In January 2020 Microsoft made a commitment to be carbon negative by 2030, and removing all the emissions it has ever created, by 2050. We also committed to become water positive, waste neutral, and protect ecosystems.

Two years into this journey and we’re constantly learning and adapting our approach, having seen success in reducing our direct carbon emissions by around 17% year on year, but at the same time we’ve seen a 23% increase in our scope 3, or supply chain emissions.

So, what are we doing about this, what have we learnt, and how can you benefit from our learnings?

“We can’t solve problems we can’t measure” is a popular phrase at Microsoft. We rely heavily on data. This starts with a data standard around carbon emission reporting which is where we partner with the CDP, previously known as the Carbon Disclosure Project, ensuring we submit carbon data in a standardised manner, as well as being able to report on 3rd party emissions using the same data standard. To help with this, we released a set of in-depth capacity building tools and resources, developed in partnership with ENGIE Impact, WSP, and CDP to help companies, especially our suppliers, report their greenhouse gas (GHG) emissions and set strategies to reduce emissions from electricity. Global progress in carbon reduction relies on us all counting carbon consistently!

Since 2012, we’ve had a carbon tax which the teams must ‘pay’ out of their P&L which we use to invest back into our sustainability programmes. In 2019 this tax was doubled to $15 per metric ton of CO2, in 2020 this was extended from our direct emissions to also include scope 3 emissions. This has made sustainability a focus for everyone in the business and a problem they are incentivised to continually improve.
-----
→ Directives:
(A) Answer these from the Microsoft carbon passage:
(i) By what year did Microsoft commit to being carbon negative?
(ii) By what percentage did scope 3 emissions increase?
(iii) What rate was the carbon tax doubled to in 2019?
Mark your answers (i), (ii), (iii), one per line.
(B) Write the next part of the Microsoft carbon passage, picking up after its final sentence.
-----
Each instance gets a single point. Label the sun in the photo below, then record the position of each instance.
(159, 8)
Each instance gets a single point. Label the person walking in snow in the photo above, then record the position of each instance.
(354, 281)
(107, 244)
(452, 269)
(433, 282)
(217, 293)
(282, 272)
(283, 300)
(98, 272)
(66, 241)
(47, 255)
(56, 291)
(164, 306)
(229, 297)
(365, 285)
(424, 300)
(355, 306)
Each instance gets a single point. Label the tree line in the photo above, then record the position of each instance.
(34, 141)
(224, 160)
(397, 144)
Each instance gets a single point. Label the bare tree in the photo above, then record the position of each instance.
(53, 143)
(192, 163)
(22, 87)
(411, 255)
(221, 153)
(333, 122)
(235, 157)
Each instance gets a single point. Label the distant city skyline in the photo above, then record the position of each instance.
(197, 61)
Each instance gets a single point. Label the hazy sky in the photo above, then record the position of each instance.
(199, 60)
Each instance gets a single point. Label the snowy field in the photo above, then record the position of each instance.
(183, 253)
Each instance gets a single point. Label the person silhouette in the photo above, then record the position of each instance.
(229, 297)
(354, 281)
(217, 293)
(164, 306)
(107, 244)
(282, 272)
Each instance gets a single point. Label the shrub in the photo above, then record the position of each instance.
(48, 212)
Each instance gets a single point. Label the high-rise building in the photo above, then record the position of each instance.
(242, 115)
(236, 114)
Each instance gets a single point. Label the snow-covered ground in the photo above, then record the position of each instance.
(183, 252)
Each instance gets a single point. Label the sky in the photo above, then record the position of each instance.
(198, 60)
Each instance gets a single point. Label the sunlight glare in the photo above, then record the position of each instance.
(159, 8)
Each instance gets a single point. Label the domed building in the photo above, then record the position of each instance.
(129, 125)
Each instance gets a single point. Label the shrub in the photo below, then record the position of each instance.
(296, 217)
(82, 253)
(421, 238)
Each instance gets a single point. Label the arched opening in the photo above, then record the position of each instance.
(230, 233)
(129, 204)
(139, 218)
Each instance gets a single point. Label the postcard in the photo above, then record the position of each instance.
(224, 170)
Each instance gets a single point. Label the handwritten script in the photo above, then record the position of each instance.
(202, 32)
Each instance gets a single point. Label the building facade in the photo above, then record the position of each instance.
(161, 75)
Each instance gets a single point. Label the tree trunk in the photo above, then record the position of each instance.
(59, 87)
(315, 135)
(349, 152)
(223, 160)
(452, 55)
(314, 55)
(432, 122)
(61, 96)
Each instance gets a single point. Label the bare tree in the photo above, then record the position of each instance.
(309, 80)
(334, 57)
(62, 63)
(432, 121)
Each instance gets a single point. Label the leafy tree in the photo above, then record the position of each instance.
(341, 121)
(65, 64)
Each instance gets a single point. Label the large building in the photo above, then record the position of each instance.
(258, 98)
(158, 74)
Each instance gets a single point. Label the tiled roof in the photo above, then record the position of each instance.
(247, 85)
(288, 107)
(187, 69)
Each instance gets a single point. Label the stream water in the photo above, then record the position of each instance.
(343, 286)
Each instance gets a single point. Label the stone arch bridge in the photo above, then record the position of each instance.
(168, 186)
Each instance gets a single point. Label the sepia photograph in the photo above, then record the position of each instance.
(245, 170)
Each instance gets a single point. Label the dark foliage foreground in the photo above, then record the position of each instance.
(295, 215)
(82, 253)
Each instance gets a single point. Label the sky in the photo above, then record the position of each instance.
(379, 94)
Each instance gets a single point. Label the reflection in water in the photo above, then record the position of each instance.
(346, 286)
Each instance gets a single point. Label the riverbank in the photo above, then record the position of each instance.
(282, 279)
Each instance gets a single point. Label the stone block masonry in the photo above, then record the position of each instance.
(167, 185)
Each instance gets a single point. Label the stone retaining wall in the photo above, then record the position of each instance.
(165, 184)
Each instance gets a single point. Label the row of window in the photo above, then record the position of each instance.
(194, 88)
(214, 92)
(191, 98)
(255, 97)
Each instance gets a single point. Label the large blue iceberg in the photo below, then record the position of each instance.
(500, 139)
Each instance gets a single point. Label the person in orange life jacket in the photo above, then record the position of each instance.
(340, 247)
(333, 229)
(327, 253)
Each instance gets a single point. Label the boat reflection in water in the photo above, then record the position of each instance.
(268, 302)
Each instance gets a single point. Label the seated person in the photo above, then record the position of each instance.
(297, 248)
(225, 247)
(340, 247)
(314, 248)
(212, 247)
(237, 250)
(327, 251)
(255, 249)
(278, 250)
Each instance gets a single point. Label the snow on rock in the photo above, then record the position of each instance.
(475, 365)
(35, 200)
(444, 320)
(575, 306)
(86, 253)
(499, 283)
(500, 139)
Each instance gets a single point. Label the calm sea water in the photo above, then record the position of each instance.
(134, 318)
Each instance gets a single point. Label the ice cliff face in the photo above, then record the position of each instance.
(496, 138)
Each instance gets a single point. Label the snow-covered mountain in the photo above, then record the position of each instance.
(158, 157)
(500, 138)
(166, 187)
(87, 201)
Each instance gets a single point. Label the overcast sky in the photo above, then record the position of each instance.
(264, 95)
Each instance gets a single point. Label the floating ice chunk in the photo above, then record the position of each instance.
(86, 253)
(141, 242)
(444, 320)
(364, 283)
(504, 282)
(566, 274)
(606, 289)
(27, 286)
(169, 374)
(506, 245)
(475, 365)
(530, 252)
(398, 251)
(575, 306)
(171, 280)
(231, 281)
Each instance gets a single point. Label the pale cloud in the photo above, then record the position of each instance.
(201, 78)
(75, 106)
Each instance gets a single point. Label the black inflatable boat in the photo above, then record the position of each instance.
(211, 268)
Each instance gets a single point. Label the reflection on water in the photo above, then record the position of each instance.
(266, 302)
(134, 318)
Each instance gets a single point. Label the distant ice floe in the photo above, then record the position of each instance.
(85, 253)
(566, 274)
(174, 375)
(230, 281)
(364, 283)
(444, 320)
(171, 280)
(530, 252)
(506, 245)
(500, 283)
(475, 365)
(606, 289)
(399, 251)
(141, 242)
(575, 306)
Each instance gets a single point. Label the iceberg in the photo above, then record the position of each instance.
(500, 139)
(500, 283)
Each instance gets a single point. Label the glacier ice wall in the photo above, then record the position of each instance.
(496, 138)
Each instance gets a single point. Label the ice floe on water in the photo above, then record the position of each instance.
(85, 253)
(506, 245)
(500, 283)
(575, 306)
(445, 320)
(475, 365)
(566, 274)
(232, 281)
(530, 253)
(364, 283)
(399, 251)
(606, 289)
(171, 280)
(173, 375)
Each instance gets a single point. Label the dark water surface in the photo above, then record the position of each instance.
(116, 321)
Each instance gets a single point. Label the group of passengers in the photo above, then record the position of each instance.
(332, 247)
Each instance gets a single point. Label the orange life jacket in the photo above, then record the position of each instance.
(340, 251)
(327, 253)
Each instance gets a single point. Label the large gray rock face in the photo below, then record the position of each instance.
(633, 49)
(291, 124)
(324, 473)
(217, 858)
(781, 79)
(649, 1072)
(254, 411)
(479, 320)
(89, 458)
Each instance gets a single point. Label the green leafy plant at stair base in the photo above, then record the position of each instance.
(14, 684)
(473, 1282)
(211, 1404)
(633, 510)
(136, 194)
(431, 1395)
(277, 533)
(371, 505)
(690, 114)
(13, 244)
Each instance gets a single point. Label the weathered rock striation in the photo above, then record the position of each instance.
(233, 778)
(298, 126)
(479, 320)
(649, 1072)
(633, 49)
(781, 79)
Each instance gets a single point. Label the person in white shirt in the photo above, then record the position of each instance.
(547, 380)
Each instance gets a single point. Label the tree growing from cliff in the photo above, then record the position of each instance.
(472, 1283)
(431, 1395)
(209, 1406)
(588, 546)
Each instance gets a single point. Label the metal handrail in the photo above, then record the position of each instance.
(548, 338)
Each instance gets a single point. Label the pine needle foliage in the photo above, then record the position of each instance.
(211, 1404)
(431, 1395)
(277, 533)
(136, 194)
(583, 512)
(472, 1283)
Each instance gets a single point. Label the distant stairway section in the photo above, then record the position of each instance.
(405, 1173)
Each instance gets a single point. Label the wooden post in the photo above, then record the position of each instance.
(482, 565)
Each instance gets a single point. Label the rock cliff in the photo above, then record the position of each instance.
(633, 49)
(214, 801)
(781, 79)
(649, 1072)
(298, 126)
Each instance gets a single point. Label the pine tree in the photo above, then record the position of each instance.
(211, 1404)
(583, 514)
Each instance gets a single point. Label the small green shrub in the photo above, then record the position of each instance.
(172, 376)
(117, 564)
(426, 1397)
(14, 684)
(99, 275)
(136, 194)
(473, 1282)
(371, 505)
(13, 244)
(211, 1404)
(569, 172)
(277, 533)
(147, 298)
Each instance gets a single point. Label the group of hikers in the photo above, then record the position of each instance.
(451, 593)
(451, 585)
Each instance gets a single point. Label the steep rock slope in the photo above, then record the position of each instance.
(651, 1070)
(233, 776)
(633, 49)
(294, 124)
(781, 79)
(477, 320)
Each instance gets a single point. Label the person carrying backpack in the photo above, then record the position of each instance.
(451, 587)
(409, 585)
-----
→ Results of the exercise:
(A)
(i) 2030
(ii) 23%
(iii) $15 per metric ton of CO2

(B)
The scope 3 emissions are the hardest. These are ones that mostly fall outside of our direct control, they are emissions produced by the supply chain involved in producing our technology. Currently we have around 87% of our suppliers who provide their emissions data to the CDP (Carbon Disclosure Project) meaning we can access and report on this data. We require this via our supplier code of conduct which is the lever we use to drive our supply chain to create this transparency.

The scope 3 emissions also account for the carbon produced by the use of our technology, for example, the electricity needed to power an Xbox over the course of its life. By reporting on scope 3 emissions, it drives the innovation focus in areas such as our devices to ensure we are creating power efficiency and low power standby modes. This has resulted in a reduction from 15W down to 0.5-2W for an Xbox in standby mode.

So, what can you do?

Think about implementing internal carbon taxes for your teams to drive focus on these issues, as well as provide routes to fund sustainability programmes.

The carbon tax applied to scope 1, 2 and 3 emissions drives innovation and creativity in areas we haven’t seen it before.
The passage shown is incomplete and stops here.